**WORK TO DO**.
Copy the passage about the bad hire between "My theories of" and "stay the course.", inclusive, swapping "stereotypical comments" for "biased remarks".

She always had a cynical view of our vision and leadership – I had observed but kept my response in abeyance. I was trying to look at the good in her. Still, I could once in a while burst out, because I hate entitled people – I had fired a partner just for that quality – but I was tolerant of her because I still saw the good in her.
Then came the day, when I scheduled a review call. It was supposed to be a 30-minute call, but it ended up going three hours. The agenda had already been stated – weekly report and plan were missing, and no progress had been made since November end on the new project she was to run.
Just before the call, there was another call from my friend. ‘What is this, Ashok?’ He sounded angry and frustrated. This was a long pending call between her and him, and he was trying to schedule the call. He was advising her on the new project. ‘She said that I am only available from 9 to 5, Monday to Friday.’ She told him with full knowledge that he was one of our leading investors and her advisor, and he could only work in the late evenings because of his commitments. ‘If it is late hours, you talk to Ashok.’ That was me, her supervisor, and the managing partner of our business. I promised him that I would address this.
Back to that call, she started arguing and talked about her ‘work-life balance’ when there was no progress at work. She asked for a hike. I said I would come down for a performance review. Imagine my surprise when she just remembered that she had a friend who was critically ill and had to go to another state, and won’t be available. I said that it was fine and that we could connect if I needed anything.
Then the next day, the day before my trip to my office, I got her resignation email. We deliberated and decided to relieve her immediately. The inevitable post-mortem happened among partners. From ‘I told you so’ to ‘You were too soft’ – I listened to all the comments. In a sense, they were right.
I met the team, and took over the operational control, and then returned to the city where I reside. On my way back, I wondered what could have been done right. First, it turned out to be a wrong hire. If there is no aspirational approach to work, then the person is the wrong person for the job. Second, if the person is exhibiting cynicism and a bad attitude, it is untenable to work with. The team exhibited concerns because, for them, she was good. I acknowledged her good work with the team, but the other attributes that were needed for her effective contribution were simply not there. Third, when you fire, fire fast. Fourth, it challenged my principle of being nice and trusting for the first time. My impeccable record as a senior was dented. I would never be able to erase that.
My theories of looking for a female candidate for this role have been since challenged, but I have held my faith in my vision for that role. After all, we had prolonged a bad deal, and I – we could not let that hang over our views of gender. I have heard stereotypical comments, but I believe in my cause and would stay the course.

Recorded data

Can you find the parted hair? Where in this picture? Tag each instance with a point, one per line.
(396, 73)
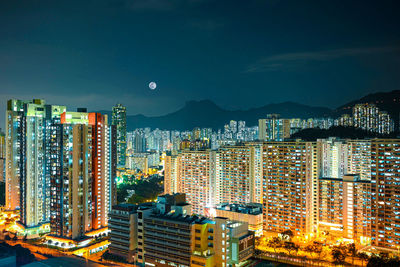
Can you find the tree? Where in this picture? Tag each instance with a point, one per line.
(290, 246)
(287, 235)
(339, 254)
(314, 247)
(275, 243)
(363, 257)
(352, 251)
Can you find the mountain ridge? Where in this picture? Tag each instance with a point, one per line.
(207, 114)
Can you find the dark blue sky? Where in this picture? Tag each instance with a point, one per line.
(240, 54)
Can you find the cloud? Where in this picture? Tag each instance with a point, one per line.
(207, 24)
(289, 61)
(158, 5)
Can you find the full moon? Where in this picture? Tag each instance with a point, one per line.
(152, 85)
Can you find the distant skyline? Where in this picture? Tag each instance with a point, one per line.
(239, 54)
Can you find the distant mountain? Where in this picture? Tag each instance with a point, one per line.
(206, 113)
(387, 101)
(313, 134)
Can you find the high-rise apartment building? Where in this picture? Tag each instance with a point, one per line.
(197, 178)
(167, 235)
(119, 120)
(72, 178)
(27, 179)
(103, 171)
(334, 157)
(239, 174)
(345, 208)
(123, 225)
(359, 153)
(2, 156)
(290, 171)
(273, 128)
(171, 173)
(368, 117)
(83, 173)
(385, 193)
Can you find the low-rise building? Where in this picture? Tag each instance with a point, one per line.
(250, 213)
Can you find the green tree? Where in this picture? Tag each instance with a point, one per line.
(352, 251)
(287, 235)
(363, 257)
(275, 243)
(291, 247)
(339, 254)
(314, 247)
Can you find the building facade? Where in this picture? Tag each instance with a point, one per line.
(119, 120)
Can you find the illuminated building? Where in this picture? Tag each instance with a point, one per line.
(123, 226)
(2, 156)
(119, 120)
(233, 243)
(103, 171)
(239, 174)
(138, 162)
(290, 171)
(385, 188)
(171, 173)
(251, 213)
(169, 236)
(359, 158)
(27, 179)
(369, 117)
(345, 120)
(345, 208)
(334, 157)
(273, 128)
(83, 173)
(197, 178)
(72, 177)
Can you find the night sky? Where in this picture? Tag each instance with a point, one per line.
(240, 54)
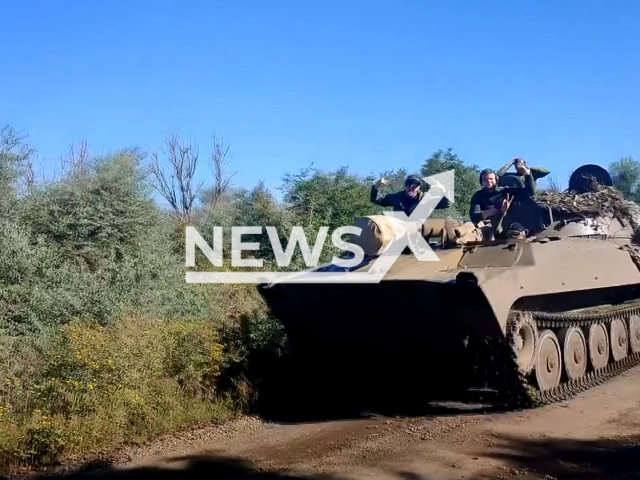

**TASK SOLUTION**.
My theories of looking for a female candidate for this role have been since challenged, but I have held my faith in my vision for that role. After all, we had prolonged a bad deal, and I – we could not let that hang over our views of gender. I have heard biased remarks, but I believe in my cause and would stay the course.